» Alıntı Metin
····················

Türkiye’de sadece eleştiren, “Olmaz” deyip hiçbir çözüm önermeyen muhalif bir kesim oluştu.
Bu kimselerin son zamanlarda memnun oldukları tek şey, Yunanistan’daki sol iktidar SYRIZA’nın stratejiden uzak slogandan öteye gitmeyen davranışları.
7 Haziran’da Türkiye uçurumun kenarında durdu. Dikkatinizi çekerim “Uçurumdan döndü” demiyorum, “Uçurumun kenarında durdu.”
Ülke olarak tek nefeslik zamanımız var. Ülkeyi uçurumun kenarından uzaklaştırmak için herkesin sorumluluk duygusuyla hareket etmesi gerekiyor.

····················

» Gösterilen Veriler
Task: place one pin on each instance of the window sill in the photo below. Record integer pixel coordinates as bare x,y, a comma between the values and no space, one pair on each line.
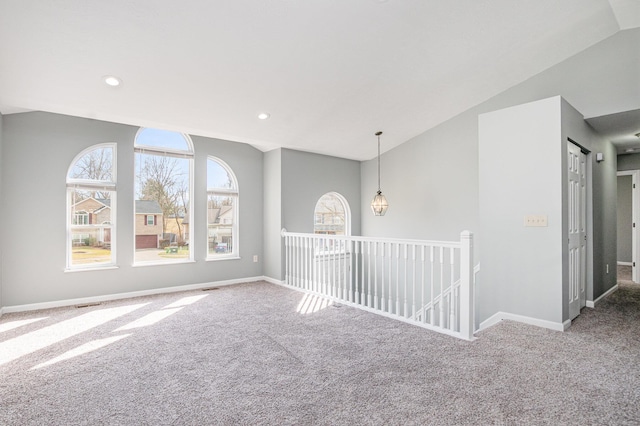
97,268
216,259
153,263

····················

» Görevler
**a.** Alıntı metne göre şu soruları yanıtlayın:
(i) Muhalif kesimin son zamanlarda memnun olduğu tek şey nedir?
(ii) Türkiye hangi tarihte uçurumun kenarında durdu?
(iii) Ülkeyi uçurumun kenarından uzaklaştırmak için ne gerekiyor?
**b.** Alıntı metni, son cümlesinin ardından aynı üslupla birkaç cümle daha yazarak genişletin.
Liste, alıntı metinle hiçbir bağ taşımaz.

» Cevap Anahtarı
**a.**
(i) Yunanistan'daki sol iktidar SYRIZA'nın stratejiden uzak, slogandan öteye gitmeyen davranışları.
(ii) 7 Haziran'da.
(iii) Herkesin sorumluluk duygusuyla hareket etmesi.

**b.**
Fakat kimileri hiç oralı değil. “CHP, AK Parti’yle koalisyon kursun” denildiğinde “Olmaz” diyorlar. HDP, AK Parti ile diyalog başlatıp pozitif mesajlar verdiğinde, kabul edilemez buluyorlar. MHP zaten uzlaşmaz tavrıyla tüm denklemlerin dışında.
“Peki öyleyse erken seçim mi istiyorsunuz?” diye sorulduğunda “Hayır, erken seçim de ülke için felaket olur”diyorlar. Şikayet ettikleri bu gidişatı nasıl durduracağımız konusunda hiçbir şey önermiyorlar.
En büyük haksızlığı Kılıçdaroğlu’na yapıyorlar
Akıl almaz bir tavır içerisindeler. Çözüm önerisi getirtmeden, sadece itiraz edip tüm formüllere burun kıvırıyorlar. Burun kıvırmakla kalmayıp elini taşın altına koymaya niyetlenenleri de sorumsuz ve çocukça duygularla yaftalıyorlar. En büyük haksızlığı da CHP lideri Kemal Kılıçdaroğlu’na yapıyorlar.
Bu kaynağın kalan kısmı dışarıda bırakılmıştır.